>> start

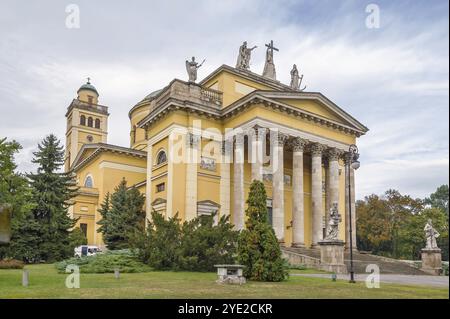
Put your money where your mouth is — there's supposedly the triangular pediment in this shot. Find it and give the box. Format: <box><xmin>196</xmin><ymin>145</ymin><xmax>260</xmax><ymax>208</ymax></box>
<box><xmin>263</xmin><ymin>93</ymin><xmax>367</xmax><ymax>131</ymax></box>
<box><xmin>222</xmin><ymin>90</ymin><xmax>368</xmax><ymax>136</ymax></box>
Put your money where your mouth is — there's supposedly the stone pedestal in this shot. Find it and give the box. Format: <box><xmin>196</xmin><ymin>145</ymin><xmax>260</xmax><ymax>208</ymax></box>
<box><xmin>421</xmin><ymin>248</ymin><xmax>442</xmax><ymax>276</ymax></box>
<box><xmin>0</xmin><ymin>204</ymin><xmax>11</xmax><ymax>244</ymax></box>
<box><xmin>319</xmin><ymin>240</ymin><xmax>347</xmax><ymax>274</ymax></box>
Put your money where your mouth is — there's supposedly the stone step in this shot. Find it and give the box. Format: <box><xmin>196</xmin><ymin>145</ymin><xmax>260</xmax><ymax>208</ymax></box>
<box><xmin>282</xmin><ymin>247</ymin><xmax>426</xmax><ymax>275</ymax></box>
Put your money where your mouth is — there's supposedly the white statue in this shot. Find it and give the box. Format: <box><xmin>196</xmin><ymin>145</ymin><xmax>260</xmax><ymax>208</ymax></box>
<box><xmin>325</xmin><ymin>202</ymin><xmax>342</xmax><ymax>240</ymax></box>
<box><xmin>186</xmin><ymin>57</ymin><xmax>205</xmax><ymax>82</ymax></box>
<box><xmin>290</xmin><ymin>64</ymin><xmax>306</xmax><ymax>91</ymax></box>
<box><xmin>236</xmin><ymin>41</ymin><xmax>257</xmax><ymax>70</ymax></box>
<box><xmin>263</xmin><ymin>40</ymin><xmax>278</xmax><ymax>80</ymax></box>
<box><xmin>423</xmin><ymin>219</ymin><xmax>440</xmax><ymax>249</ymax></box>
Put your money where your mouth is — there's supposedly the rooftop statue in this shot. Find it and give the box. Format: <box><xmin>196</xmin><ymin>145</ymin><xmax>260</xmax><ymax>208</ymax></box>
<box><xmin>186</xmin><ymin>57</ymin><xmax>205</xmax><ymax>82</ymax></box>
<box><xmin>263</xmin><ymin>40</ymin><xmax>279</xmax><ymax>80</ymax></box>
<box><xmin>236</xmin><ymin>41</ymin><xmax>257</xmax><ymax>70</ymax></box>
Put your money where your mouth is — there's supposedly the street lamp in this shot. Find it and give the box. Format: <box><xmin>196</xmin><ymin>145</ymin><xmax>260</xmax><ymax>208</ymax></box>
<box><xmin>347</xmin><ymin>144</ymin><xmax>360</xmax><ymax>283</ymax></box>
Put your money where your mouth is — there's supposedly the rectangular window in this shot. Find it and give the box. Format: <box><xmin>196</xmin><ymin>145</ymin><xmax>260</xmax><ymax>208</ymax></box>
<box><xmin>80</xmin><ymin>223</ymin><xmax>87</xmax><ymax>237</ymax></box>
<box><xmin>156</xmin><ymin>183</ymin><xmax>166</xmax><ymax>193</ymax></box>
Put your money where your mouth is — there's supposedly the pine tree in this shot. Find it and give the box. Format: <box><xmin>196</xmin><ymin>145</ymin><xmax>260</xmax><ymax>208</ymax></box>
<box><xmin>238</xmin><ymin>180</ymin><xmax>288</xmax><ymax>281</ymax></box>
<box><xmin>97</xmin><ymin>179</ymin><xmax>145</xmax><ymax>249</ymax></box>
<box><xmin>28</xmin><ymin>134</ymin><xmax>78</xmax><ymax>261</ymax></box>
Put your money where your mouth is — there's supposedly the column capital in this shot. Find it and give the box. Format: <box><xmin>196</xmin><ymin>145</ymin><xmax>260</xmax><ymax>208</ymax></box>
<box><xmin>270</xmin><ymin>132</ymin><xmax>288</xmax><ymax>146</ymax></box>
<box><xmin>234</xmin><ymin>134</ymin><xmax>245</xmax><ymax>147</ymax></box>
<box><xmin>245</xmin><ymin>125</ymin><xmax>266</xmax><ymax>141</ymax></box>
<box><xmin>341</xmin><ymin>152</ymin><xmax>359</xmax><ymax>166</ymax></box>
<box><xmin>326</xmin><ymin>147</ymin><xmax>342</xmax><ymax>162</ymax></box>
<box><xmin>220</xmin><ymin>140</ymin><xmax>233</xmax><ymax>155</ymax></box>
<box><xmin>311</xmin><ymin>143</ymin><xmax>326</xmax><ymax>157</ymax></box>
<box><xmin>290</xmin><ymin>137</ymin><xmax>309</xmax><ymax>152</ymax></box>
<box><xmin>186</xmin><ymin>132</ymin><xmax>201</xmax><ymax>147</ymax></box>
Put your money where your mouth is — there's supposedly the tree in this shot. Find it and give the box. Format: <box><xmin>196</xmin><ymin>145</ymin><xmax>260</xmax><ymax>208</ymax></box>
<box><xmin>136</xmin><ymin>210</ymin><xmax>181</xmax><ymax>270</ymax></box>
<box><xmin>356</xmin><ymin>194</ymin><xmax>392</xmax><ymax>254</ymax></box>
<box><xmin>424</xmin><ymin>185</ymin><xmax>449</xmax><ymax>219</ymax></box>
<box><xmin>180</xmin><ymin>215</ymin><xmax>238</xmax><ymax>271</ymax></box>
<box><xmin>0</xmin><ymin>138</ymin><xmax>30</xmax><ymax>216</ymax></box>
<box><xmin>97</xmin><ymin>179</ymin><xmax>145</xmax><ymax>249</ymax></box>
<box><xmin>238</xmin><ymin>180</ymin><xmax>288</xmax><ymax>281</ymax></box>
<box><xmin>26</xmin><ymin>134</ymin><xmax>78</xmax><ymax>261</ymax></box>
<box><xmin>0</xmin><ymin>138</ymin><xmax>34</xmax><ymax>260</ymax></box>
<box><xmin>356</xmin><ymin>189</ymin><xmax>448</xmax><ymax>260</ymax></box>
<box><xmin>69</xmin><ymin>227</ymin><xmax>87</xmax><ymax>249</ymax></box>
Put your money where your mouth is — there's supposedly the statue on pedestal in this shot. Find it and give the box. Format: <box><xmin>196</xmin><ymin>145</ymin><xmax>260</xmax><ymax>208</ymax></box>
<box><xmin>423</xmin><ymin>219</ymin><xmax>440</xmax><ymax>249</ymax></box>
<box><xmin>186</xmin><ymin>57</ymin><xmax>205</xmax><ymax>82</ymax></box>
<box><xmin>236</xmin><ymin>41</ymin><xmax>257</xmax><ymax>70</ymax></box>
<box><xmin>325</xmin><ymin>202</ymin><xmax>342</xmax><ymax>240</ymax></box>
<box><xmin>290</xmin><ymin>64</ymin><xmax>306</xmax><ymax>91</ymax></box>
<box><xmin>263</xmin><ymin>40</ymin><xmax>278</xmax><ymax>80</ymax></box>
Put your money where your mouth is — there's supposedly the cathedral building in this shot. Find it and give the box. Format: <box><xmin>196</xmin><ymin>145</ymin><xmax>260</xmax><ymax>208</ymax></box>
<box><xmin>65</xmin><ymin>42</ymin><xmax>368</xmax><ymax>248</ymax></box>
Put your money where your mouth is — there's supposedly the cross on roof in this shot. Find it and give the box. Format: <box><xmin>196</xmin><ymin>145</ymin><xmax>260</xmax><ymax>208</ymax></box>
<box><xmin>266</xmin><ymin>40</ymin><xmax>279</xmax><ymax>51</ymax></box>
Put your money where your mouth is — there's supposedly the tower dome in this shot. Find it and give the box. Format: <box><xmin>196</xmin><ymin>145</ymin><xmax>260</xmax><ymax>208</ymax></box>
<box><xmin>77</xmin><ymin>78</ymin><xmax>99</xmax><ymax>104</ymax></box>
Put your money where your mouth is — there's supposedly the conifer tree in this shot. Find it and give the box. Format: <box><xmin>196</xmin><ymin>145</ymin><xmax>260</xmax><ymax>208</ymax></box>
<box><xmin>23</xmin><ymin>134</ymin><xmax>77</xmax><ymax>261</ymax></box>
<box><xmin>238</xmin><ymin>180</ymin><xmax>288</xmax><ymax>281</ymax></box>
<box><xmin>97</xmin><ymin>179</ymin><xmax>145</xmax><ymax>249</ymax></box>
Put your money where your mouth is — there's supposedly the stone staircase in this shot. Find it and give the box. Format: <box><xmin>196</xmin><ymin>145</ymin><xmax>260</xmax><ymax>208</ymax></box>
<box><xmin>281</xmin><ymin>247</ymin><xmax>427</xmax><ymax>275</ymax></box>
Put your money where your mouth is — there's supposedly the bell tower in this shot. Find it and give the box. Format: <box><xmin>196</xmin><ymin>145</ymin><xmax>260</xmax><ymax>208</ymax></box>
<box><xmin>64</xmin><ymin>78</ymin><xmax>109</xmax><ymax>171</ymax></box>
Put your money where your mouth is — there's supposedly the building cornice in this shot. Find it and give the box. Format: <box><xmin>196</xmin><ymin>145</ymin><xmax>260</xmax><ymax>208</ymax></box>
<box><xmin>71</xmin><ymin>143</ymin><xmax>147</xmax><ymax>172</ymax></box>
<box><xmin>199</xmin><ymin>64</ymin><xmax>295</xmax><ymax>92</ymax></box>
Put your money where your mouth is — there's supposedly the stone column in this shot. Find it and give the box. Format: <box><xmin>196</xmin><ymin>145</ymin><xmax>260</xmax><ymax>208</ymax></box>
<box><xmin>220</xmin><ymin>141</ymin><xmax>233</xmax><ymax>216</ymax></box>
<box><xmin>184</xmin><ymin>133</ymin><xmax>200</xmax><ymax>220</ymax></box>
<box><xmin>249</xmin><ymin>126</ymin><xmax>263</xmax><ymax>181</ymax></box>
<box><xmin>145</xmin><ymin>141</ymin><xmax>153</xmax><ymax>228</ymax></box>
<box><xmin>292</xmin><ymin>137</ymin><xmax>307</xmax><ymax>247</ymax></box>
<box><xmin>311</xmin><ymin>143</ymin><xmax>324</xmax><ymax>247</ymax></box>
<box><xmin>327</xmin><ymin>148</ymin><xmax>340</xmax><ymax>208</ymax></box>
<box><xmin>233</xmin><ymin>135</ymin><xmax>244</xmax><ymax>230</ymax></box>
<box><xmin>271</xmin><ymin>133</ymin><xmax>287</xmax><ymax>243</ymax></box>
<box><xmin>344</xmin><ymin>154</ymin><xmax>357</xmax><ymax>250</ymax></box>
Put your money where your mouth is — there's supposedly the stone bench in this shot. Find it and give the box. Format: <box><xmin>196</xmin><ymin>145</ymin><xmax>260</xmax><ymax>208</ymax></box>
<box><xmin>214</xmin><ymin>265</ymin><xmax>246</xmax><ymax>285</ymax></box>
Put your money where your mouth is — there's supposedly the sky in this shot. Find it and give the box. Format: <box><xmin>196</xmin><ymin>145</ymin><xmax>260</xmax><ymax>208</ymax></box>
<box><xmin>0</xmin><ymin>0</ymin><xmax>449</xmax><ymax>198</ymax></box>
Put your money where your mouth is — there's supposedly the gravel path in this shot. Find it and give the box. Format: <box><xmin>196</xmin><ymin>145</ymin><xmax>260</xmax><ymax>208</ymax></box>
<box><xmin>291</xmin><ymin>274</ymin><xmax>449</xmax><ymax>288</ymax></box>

>> end

Aim:
Update the listing from the line containing "the stone bench" down to the end by replacing "shot" with "image" and leaving everything else unchanged. Give back only those lines.

Written answer:
Put your money where your mouth is — there's supposedly the stone bench in this image. Find it and give the box. Format: <box><xmin>196</xmin><ymin>145</ymin><xmax>260</xmax><ymax>208</ymax></box>
<box><xmin>214</xmin><ymin>265</ymin><xmax>246</xmax><ymax>285</ymax></box>
Put your money where your mouth is — there's supposedly the sky in this image. Find it and give the box. Format: <box><xmin>196</xmin><ymin>145</ymin><xmax>260</xmax><ymax>208</ymax></box>
<box><xmin>0</xmin><ymin>0</ymin><xmax>449</xmax><ymax>198</ymax></box>
Put your money where your mouth is — there's supposedly the gravel path in this image. Find it and give the box. Format: <box><xmin>196</xmin><ymin>145</ymin><xmax>260</xmax><ymax>208</ymax></box>
<box><xmin>291</xmin><ymin>274</ymin><xmax>449</xmax><ymax>288</ymax></box>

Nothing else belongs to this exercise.